When it comes to terrorism, children want to know that adults have some grip and perspective. So, get some.
There is no handbook for raising children in an age of terror.
Random violence is not new, but the nature of the threat and its potential impact on our children can be challenging to discuss. From 9/11 to San Bernardino, from Paris to Brussels, our children are absorbing information in ways that are scary for them. As a homeland security and terrorism expert, and a mother of three, I have learned that there is no bright line between the world out there and the impact of it in our own homes.
So here are some useful tips to raise confident kids in an age of terror.
1. You are the adult.
Our children take their cues from adults. Terrorism is not only random, it is exceptionally unlikely to impact us. The risks of bike riding, driving, or even getting bit by a shark are much higher. While you may not want to tell them the last one on your next beach vacation, it is essential that parents behave in ways that put the threat in perspective. Freaking out in front of them, or yelling at the television news, are not model behaviors generally, but when it comes to terrorism children want to know that adults have some grip and perspective. So, get some.
2. Assume they know.
Terror is meant to terrorize, so it should be no surprise that our children’s sense of confidence—about travelling, separation, or going to big events—might be impacted by a major terror attack. My general rule of thumb—in a world of iPhones and Facebook—is that your kids know more than you think they do. They need you to channel those concerns for them, calmly. Remind them that many of us grew up in a time when there were significant risks as well; nuclear drills were common in the 1980s, for example. Showing them how you too grew up in times of unease can give them a sense of historical perspective.

■ Task: Continue the article on raising children in an age of terror from the point where it stops.

■ Information supplied:
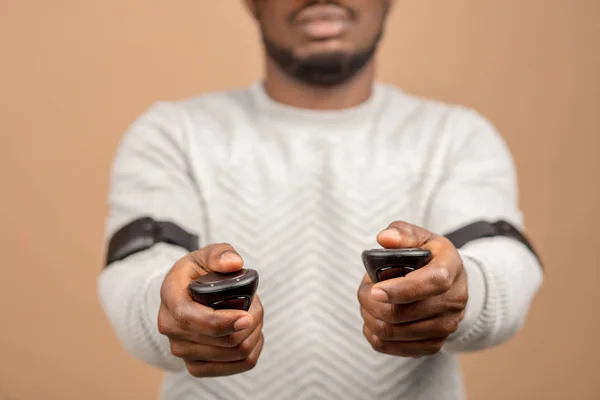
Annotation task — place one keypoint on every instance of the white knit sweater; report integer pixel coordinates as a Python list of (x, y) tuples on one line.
[(300, 194)]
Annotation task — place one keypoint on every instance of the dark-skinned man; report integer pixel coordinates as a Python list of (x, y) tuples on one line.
[(295, 176)]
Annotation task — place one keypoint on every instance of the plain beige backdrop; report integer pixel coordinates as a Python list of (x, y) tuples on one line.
[(74, 74)]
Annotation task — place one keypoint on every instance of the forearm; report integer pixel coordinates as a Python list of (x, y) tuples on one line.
[(129, 292), (503, 277)]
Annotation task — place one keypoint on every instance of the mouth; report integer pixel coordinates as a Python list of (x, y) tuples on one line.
[(323, 21)]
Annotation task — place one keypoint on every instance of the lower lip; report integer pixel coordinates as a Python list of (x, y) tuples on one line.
[(323, 29)]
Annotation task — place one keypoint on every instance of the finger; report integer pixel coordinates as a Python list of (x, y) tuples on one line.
[(220, 257), (190, 320), (434, 279), (256, 311), (433, 328), (212, 369), (190, 351), (400, 234), (403, 349), (190, 316)]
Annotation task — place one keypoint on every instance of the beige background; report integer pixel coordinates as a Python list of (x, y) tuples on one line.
[(74, 74)]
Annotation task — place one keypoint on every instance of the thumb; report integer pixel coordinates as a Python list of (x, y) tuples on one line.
[(402, 235), (220, 257)]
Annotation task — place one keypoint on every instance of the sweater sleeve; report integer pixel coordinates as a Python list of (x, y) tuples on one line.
[(149, 177), (503, 276)]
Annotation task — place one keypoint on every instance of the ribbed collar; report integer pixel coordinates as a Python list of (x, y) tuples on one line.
[(350, 115)]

■ Output for this exercise:
3. Take their cues.
My friends who are mothers often call me about what they should say to their children when a major terror incident occurs, or whether they should still travel to Europe after an attack, such as the latest attacks in Paris. Talking to kids about scary things should not only be done in an age appropriate manner, but will depend on maturity, where you live (urban or rural), and your child’s physical independence.
What I do know from years of experience is that even young children understand danger (Harry Potter, anyone?) and also understand risk reduction (such as putting on helmets or seat belts.) Take your cue from them and remind them of all the ways that they live with risk, and they are better for it: the trips abroad, the baseball games, the bike riding. The more we can put terror in its proper place, the healthier our children will behave. And always remind them while there are bad people in the world, there are far more good people.
4. Embrace the family.
A major component of homeland security efforts is that, as citizens, we understand our role in it. Telling a kid “everything will be fine” is important, but also explaining to them what you have done to prepare yourselves for any potential harm is key. Don’t put terrorism on a pedestal. Explain how, as a parent, you care about all risks to them and your home, from mother nature to public health pandemics.
In any disaster, the most important issue for victims and the surrounding community is family unification; when bad things happen, getting families together (preferably at home) is the number one focus for first responders. It is a relatively easy thought process to map out and discuss. Kids will feel empowered knowing that you have gone through the checklist.
5. Get prepared.
While communication is important, there is much you can do to prepare yourself for anything that could go wrong. In other words, get shopping. Show your kids how you have back up provisions, talk to them about what they should do in the event of an emergency, copy important papers, and just be prepared. A prepared home will give parents a sense of ownership about the mayhem in the world and children a sense that the adults in their lives are masters of any disaster.
Juliette Kayyem is one of the nation’s leading experts in homeland security. A former member of the National Commission on Terrorism, and the state of Massachusetts’ first homeland security advisor, Kayyem served as President Obama’s Assistant Secretary at the Department of Homeland Security where she handled crises from the H1N1 pandemic to the BP Oil Spill.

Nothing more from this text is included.